=== Complete the following ===
(1) In the article on the WHO probe, who initially drafted the resolution?
(2) Write the next part of the article on China and the WHO probe, picking up after its final sentence.

China agrees to probe against WHO
International

China agrees to probe against WHO

S. Sivadas

S. Sivadas

The World Health Assembly on Tuesday agreed to an independent probe into the WHO’s response to the Covid-19 outbreak that has come under criticism from several countries, particularly the United States.

It asks the WHO director general, M. Tedros Adhanom, to have an 'impartial, independent and comprehensive evaluation' of the international response to the crisis, including a probe of WHO actions and 'their timelines pertaining to the COVID-19 pandemic'.

The resolution, initially drafted by the European Union, was co-sponsored by more than 130 countries.

The Chinese President, Mr. Xi Jinping, which had all along been against a probe into the Covid-19 origin or the response, had on Monday underlined that Beijing was all for a comprehensive probe but only after the world had got a grip on the disease that has impacted infected millions.

But China, which has been accused of concealing information about the disease, had to give up that stance in face of pressure from far too many countries.

The US, which has played a lead role in the campaign against China and the World Health Organisation chief, Mr.Tedros Adhanom, forced the matter by firing a strongly-worded letter threatening to exit the WHO.

The US President, Mr. Donald Trump’s letter, which accused China of hiding crucial information about the disease, was a sharp contrast to the administration’s nominee at the WHA who did not name China through his speech, only referring to Beijing as 'one country'.

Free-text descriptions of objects
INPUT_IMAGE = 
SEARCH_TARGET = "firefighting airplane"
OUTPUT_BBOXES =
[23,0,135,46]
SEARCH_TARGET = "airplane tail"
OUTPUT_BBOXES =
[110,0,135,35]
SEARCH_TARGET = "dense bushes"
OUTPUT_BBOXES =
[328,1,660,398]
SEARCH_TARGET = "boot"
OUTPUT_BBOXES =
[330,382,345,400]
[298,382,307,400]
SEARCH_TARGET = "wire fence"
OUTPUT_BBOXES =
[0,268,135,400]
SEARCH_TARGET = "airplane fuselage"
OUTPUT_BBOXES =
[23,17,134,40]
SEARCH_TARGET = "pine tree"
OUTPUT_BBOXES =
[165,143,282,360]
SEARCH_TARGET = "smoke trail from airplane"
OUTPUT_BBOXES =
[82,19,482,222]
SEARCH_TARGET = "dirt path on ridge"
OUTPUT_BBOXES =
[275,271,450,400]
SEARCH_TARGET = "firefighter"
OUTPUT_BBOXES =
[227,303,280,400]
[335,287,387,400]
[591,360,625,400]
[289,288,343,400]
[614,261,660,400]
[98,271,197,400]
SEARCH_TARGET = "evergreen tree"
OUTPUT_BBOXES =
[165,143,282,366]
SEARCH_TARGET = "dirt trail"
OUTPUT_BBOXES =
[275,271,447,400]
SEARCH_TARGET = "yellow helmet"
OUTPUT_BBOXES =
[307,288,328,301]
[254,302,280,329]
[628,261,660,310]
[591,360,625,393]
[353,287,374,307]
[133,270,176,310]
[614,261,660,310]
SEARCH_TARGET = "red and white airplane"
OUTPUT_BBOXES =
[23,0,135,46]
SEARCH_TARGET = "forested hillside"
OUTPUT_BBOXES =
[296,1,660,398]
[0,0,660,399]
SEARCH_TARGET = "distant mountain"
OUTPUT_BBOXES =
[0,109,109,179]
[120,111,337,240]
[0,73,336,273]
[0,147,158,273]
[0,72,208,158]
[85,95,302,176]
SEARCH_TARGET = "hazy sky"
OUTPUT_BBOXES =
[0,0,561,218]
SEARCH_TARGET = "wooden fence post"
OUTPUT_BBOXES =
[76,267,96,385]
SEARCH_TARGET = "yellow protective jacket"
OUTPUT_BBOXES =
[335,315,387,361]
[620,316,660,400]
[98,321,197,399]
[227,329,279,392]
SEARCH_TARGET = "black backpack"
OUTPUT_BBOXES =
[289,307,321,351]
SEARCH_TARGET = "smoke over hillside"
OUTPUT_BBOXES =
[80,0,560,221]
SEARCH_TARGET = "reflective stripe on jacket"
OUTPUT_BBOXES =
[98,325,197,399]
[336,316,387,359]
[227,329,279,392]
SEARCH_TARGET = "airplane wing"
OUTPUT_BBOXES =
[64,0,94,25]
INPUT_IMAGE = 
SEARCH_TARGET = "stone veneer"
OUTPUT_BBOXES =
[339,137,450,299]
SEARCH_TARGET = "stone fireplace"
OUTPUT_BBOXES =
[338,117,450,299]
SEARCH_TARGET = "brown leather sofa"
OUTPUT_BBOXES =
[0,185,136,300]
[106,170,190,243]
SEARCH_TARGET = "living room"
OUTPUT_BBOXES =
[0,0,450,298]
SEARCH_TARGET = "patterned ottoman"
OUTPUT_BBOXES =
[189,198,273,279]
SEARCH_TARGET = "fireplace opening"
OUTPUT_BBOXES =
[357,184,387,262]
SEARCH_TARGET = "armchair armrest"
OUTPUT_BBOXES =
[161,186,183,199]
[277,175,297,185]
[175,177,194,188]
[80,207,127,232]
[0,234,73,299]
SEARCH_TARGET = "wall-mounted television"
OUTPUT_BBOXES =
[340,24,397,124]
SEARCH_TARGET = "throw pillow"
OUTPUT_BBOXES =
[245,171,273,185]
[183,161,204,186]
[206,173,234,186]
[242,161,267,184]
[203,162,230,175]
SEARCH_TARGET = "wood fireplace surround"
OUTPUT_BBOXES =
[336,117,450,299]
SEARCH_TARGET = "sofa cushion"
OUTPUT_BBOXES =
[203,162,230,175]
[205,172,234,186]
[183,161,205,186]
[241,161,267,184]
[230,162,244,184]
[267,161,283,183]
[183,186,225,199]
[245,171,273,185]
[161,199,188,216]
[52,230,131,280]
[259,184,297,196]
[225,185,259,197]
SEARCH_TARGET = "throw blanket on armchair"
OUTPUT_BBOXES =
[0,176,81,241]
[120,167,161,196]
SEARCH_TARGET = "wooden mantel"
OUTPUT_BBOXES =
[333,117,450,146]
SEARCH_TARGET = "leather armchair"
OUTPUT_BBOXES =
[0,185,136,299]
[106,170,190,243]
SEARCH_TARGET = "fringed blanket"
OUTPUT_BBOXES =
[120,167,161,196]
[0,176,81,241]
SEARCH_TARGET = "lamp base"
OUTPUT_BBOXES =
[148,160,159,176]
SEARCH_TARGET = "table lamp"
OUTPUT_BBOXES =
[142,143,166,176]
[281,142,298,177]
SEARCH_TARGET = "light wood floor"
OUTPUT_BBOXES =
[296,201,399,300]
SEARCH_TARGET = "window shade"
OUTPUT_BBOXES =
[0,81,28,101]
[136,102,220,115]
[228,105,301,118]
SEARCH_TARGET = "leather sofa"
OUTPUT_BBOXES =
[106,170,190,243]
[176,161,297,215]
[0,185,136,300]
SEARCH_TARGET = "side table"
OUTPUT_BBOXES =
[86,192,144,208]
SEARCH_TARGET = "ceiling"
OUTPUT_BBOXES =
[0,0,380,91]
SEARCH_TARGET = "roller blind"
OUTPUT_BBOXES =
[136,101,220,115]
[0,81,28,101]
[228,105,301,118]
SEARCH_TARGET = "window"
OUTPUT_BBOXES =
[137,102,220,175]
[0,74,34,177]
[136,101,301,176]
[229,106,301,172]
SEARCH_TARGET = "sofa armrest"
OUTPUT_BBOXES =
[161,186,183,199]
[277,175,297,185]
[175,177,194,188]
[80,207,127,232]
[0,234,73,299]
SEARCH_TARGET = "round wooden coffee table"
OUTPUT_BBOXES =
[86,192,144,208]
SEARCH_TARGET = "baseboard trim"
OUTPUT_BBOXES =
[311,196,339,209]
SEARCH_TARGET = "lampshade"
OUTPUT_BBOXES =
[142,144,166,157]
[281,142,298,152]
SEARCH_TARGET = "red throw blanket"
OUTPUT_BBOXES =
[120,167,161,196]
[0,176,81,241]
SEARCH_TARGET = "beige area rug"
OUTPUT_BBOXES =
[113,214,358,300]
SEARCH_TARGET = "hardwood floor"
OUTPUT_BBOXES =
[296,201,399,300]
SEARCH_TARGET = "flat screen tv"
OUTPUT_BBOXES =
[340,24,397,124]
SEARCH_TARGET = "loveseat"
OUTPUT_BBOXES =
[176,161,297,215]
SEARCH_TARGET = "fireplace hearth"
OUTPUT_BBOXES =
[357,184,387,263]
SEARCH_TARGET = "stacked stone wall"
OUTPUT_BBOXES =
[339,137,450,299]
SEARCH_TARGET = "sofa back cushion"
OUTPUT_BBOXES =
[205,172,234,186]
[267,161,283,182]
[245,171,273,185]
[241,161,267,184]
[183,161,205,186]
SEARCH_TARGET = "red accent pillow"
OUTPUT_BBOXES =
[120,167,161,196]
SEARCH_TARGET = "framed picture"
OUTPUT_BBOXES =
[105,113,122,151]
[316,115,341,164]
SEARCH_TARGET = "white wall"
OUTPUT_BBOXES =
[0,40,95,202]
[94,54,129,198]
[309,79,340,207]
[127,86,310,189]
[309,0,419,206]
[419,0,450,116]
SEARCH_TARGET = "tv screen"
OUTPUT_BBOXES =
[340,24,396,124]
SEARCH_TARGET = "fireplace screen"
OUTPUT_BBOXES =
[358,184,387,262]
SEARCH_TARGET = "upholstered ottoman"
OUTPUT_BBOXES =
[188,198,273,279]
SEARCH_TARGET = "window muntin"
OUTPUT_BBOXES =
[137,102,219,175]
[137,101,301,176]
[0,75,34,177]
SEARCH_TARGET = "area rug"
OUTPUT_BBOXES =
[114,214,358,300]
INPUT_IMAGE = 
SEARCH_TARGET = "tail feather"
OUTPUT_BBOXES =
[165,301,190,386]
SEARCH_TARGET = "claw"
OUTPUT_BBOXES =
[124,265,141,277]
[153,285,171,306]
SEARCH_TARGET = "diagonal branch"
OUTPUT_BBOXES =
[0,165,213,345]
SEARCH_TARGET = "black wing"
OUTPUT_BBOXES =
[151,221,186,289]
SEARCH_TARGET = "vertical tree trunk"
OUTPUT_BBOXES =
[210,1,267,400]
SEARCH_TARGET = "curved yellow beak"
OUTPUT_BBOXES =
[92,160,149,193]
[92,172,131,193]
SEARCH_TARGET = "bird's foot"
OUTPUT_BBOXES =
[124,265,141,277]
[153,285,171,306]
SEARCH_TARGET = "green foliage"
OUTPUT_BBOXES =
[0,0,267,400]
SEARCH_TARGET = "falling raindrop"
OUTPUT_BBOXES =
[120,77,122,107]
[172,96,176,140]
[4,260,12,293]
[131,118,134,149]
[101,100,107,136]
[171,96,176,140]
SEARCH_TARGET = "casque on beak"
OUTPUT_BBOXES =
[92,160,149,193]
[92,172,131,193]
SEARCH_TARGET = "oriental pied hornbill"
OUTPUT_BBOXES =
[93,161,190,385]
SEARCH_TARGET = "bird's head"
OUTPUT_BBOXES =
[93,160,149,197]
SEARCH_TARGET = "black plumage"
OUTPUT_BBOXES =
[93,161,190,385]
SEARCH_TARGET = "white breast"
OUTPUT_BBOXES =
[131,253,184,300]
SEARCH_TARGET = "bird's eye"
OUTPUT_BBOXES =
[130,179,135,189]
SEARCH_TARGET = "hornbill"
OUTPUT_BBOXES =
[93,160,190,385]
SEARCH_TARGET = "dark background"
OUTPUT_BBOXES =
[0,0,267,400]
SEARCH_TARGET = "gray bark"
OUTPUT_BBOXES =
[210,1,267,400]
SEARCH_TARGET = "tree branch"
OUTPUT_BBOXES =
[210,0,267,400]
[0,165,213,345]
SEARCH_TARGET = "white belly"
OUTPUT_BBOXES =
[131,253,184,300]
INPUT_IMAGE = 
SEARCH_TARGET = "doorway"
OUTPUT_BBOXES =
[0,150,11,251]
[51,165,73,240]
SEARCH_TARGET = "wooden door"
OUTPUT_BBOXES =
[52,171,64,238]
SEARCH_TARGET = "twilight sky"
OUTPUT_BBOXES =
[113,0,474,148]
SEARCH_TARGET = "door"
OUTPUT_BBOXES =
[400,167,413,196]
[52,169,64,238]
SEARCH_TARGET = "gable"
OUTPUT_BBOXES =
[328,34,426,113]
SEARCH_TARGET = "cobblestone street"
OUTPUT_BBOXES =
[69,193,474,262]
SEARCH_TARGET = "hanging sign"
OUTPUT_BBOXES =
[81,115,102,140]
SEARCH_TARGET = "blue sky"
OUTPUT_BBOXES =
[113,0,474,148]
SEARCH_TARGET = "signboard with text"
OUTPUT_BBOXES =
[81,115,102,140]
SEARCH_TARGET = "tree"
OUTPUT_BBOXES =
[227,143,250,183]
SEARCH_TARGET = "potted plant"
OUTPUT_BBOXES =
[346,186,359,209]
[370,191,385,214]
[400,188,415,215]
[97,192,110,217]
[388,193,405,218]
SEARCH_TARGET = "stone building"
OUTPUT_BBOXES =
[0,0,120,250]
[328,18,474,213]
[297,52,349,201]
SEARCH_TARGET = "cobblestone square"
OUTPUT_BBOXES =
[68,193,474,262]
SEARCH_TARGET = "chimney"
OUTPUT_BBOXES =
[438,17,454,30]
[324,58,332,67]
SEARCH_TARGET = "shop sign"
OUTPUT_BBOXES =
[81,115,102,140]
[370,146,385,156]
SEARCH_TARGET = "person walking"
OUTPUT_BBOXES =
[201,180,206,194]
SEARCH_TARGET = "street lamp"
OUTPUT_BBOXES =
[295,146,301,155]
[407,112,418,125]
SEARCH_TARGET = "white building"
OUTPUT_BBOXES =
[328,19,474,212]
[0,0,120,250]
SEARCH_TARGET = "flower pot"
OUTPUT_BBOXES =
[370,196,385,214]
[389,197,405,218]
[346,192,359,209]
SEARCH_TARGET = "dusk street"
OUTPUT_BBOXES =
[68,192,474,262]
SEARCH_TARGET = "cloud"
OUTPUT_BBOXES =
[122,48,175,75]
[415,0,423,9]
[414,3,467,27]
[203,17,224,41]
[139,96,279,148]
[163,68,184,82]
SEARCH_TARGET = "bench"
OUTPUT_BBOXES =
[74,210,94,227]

=== Task results ===
(1) The European Union.

(2)
The US secretary of health and human services, Mr. Alex Azar, told the World Health Assembly that the pandemic had 'spun out of control' in great part due to a costly 'failure' by the WHO, and called for a more effective world body.

'There was a failure by this organisation to obtain the information that the world needed, and that failure cost many lives,' Mr. Alex Azar told the annual assembly.

The US, which had reservations about a portion of the resolution that also backs the right of poor countries to ignore patents to gain access to a Covid-19 vaccine or treatment, also put aside its concerns to back the resolution that echoed its views on the handling of the Covid-19 pandemic.

Diplomats in Geneva, however, indicate that the final report that emerges at the end of the review of the global response to the outbreak may end up being a balancing act. Since the review would be in consultation with the member states, it is likely that a version which is too harsh would be considered unacceptable by either China or the US.